Your instructions:
Each record below must be written out exactly as given.

--- START ---

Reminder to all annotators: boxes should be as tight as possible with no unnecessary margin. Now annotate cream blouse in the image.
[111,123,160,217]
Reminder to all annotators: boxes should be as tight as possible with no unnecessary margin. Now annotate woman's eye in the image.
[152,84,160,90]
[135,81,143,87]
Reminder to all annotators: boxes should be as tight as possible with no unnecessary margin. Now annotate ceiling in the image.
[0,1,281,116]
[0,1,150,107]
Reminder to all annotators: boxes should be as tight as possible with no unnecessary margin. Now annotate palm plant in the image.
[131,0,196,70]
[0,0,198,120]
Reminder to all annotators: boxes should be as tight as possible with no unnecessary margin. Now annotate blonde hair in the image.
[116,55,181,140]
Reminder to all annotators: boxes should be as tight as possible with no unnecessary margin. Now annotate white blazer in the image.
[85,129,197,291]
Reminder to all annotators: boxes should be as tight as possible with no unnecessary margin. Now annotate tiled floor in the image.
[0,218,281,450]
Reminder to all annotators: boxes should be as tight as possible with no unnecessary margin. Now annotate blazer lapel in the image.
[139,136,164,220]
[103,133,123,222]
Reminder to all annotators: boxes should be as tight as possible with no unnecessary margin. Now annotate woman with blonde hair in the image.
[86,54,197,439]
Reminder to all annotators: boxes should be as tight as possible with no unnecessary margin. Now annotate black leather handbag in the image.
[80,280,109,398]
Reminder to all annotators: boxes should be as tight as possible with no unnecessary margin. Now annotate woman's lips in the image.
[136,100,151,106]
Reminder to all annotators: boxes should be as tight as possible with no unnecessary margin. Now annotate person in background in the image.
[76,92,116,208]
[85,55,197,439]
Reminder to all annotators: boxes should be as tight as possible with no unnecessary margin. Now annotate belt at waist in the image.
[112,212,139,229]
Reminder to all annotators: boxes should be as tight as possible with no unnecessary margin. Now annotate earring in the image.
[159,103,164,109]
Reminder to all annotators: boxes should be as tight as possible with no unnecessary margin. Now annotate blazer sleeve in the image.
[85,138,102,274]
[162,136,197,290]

--- END ---

Response box:
Reminder to all annotators: boxes should be as tight as possible with no unnecessary margin. Now annotate cream blouse in the image.
[111,123,160,217]
Reminder to all annotators: boxes should be as tight as possible with no unnecessary margin. Now annotate woman's eye in the image.
[152,84,160,90]
[135,81,143,87]
Reminder to all annotators: boxes should be as tight as possible with no unnecessary margin. Now annotate ceiling in the image.
[0,1,281,116]
[0,1,150,107]
Reminder to all annotators: boxes should be as tight as possible with no unnecessary margin. Now annotate palm plant in the image.
[131,0,196,70]
[0,0,198,120]
Reminder to all annotators: boxes should be as tight as possible with no unnecessary margin. Now annotate blonde hair in the image.
[116,55,181,140]
Reminder to all annotators: boxes should be as tight as possible with no unnecessary margin. Now annotate white blazer in the image.
[85,129,197,291]
Reminder to all annotators: boxes should be as tight as possible with no unnecessary margin. Now annotate tiled floor in the image.
[0,218,281,450]
Reminder to all annotators: boxes should be as tight as possible with no unnecessary margin. Now annotate blazer lapel in the image.
[139,136,164,220]
[103,133,123,222]
Reminder to all annotators: boxes should be as tight as possible with no unnecessary margin. Now annotate woman with blonde hair in the image.
[86,54,197,439]
Reminder to all annotators: boxes should be as tight as possible with no unnecessary margin. Now annotate black leather handbag in the image.
[80,280,109,398]
Reminder to all annotators: boxes should be as tight as possible with no unnecessary margin. Now annotate woman's lips in the image.
[136,100,151,106]
Reminder to all annotators: boxes should be as tight as possible with no unnecessary margin. Now annotate person in background in the image.
[76,92,116,208]
[85,55,197,439]
Reminder to all annotators: boxes should be as tight as possible with no unnecessary margin. Now annotate belt at waist in the image.
[112,212,139,229]
Reminder to all annotators: boxes should be as tight as possible with no unnecessary margin. Now annotate earring in the image.
[159,103,164,109]
Reminder to all annotators: boxes should be as tight as possible with no unnecessary margin. Now annotate blazer sleeve in the image.
[85,138,102,274]
[162,136,197,290]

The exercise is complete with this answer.